*Aim a:*
Answer these questions using the article on the Paradise Papers and Northeastern's fossil fuel investments:
(i) In what place is EnCap Energy Capital Fund IX-C based?
(ii) How much has EnCap Investments put into fossil fuel exploration and production over the last three decades?
(iii) In what year did DivestNU begin?

*Document passage:*
_ _ _ _ _ _ _
Paradise Papers tie Northeastern to offshore fossil fuel investments

Students protest Northeasterns investment in fossil fuel companies on Kretzman in 2017. DivestNU has been advocating for divestment for years. photo by lauren scornavacca
Students protest Northeastern’s investment in fossil fuel companies on Kretzman in 2017. DivestNU has been advocating for divestment for years. photo by lauren scornavacca

By Glenn Billman, deputy campus editor

Leaked Paradise Paper documents revealed Northeastern and several other universities have invested part of their endowments in fossil fuels via an offshore hedge fund, according to an article published in the Guardian Wednesday.

EnCap Energy Capital Fund IX-C is based in the Cayman Islands, where there is no corporate or income tax. Northeastern and 11 other schools, including Rutgers University and Syracuse University, have invested undisclosed amounts of money in this fund. The money is then funnelled into a Texas-based fossil fuel venture capital firm, EnCap Investments, which has invested almost $20 billion into fossil fuel exploration and production over the last three decades, according to the article.

It is not known how much of Northeastern’s endowment is invested in EnCap Industries, how much tax the university paid on these assets or if the university has made other offshore investments.  

“Northeastern University’s endowment is invested to maximize opportunities for advancing our educational and research mission,” a Nov. 10 statement from the university read. “It is important that we diversify our portfolio to enhance the return on these investments within the strict guidelines of the law. Consistent with other mission-driven institutions, the university maintains some limited investments in offshore entities.”

DivestNU member Beth Ventura said she was not surprised to discover the university is investing in the fossil fuel industry. DivestNU is a campus group which has agitated for Northeastern to disclose its investments and divest from fossil fuels since its inception in 2013.
_ _ _ _ _ _ _
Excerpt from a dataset
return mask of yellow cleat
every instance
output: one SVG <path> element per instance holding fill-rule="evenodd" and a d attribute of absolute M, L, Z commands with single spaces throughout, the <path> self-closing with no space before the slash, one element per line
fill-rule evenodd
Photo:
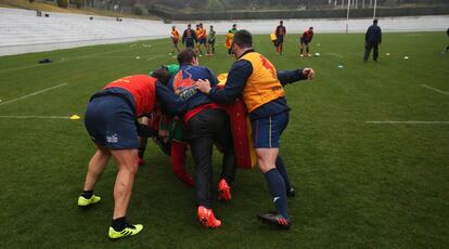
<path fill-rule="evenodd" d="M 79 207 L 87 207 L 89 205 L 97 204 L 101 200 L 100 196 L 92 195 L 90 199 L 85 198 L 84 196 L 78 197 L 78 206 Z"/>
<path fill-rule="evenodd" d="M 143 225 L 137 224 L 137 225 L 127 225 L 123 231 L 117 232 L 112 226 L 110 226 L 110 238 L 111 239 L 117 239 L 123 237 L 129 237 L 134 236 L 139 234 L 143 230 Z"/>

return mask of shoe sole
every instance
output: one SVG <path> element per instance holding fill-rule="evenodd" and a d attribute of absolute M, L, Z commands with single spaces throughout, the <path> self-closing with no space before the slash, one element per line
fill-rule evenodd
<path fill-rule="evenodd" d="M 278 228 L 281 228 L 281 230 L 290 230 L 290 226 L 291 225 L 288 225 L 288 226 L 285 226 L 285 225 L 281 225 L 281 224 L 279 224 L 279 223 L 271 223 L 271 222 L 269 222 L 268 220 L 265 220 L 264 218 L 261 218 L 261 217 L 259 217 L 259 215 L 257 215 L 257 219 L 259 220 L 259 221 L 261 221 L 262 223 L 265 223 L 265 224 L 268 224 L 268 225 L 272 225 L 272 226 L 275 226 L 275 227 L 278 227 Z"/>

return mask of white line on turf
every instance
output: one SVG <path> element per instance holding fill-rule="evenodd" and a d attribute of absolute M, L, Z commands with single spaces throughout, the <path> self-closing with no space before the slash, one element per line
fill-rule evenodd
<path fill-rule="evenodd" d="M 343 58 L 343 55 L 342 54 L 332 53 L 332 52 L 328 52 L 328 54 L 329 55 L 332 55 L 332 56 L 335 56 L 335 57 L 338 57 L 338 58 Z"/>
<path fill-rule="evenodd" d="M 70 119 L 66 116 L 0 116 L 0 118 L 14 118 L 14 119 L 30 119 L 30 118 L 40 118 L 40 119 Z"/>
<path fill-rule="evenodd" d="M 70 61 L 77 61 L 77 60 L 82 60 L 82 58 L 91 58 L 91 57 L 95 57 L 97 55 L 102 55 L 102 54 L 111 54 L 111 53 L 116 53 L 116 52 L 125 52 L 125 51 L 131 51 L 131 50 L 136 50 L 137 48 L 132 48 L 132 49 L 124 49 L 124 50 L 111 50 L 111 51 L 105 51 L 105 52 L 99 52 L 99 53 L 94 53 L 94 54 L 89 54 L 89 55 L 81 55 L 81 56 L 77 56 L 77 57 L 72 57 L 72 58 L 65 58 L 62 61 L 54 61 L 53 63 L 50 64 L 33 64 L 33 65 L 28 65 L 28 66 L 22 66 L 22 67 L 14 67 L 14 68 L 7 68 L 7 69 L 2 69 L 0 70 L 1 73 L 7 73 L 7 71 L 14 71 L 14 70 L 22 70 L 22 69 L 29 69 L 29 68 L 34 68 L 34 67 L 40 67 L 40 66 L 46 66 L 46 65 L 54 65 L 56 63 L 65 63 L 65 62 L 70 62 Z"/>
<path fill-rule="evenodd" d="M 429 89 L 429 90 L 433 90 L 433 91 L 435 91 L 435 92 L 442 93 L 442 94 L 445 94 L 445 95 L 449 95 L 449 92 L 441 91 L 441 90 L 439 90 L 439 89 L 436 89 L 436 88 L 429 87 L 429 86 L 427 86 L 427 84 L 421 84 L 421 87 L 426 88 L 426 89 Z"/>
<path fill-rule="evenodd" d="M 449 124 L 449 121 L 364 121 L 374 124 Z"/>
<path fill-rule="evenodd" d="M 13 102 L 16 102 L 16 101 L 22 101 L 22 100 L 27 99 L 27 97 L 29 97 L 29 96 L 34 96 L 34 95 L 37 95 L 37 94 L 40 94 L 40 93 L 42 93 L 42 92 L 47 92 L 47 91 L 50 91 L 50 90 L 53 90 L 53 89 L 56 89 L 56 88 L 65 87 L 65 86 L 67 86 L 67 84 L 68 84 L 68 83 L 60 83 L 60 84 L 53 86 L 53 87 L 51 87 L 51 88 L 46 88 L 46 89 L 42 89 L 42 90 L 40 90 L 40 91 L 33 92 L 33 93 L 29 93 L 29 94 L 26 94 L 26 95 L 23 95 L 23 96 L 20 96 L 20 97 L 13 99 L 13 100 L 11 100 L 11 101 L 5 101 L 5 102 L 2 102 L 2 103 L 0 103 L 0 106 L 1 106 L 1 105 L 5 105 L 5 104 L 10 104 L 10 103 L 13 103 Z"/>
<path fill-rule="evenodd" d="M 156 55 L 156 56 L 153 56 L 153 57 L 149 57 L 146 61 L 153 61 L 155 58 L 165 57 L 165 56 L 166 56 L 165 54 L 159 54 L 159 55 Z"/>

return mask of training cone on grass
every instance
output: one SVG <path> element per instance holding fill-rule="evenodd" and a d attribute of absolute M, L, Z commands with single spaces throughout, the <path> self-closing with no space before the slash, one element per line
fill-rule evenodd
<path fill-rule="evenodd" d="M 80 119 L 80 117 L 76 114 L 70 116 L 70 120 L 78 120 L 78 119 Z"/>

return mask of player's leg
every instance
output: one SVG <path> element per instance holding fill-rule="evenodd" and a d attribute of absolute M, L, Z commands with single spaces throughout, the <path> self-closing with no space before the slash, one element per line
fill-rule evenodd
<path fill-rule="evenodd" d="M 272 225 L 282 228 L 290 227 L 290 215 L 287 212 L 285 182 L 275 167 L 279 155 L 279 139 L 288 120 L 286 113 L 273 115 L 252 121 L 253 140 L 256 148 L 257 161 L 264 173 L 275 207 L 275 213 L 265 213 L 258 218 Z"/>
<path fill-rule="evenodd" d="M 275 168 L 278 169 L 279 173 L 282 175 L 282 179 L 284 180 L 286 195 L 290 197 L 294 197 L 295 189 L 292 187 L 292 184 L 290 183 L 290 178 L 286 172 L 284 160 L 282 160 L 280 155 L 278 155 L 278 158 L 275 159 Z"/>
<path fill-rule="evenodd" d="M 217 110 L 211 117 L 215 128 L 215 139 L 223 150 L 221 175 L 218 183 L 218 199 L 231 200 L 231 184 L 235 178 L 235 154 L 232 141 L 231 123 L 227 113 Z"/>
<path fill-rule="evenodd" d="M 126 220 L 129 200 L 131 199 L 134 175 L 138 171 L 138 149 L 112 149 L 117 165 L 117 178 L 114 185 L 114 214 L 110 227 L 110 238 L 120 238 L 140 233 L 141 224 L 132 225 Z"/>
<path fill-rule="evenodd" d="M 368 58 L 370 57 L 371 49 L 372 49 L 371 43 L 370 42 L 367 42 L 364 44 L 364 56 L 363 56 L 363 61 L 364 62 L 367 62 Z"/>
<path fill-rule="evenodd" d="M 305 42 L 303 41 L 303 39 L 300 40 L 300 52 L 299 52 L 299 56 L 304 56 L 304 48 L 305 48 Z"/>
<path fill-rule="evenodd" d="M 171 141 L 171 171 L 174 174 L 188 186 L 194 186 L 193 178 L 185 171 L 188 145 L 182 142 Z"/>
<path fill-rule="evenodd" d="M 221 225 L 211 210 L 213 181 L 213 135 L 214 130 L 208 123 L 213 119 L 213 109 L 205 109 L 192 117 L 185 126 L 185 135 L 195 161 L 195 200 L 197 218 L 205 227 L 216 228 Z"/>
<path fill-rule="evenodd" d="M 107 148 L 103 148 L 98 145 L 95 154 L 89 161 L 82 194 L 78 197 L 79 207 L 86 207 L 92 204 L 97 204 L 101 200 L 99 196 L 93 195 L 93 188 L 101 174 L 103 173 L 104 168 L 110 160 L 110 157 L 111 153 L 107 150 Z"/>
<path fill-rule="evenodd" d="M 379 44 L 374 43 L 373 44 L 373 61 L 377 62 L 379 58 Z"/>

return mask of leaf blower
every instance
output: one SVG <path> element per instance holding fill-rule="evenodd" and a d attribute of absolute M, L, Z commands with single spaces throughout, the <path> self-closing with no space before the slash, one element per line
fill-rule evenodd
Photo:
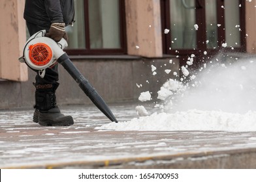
_ _ _ _ _ _ _
*Aim b:*
From the entries, write out as a numbered list the lines starting with the line that contains "return mask of training cone on grass" and going on through the line that contains "80 119 L 80", leaving out any blank lines.

*Written solution a:*
(i) The Cayman Islands
(ii) Almost $20 billion
(iii) 2013

*Written solution b:*
1. return mask of training cone on grass
2. every instance
3. output: one SVG <path> element per instance holding fill-rule="evenodd" and a d attribute of absolute M, L, Z commands with single spaces throughout, the <path> self-closing with no space before the slash, one element per line
4. fill-rule evenodd
5. <path fill-rule="evenodd" d="M 80 119 L 80 117 L 76 114 L 70 116 L 70 120 L 78 120 L 78 119 Z"/>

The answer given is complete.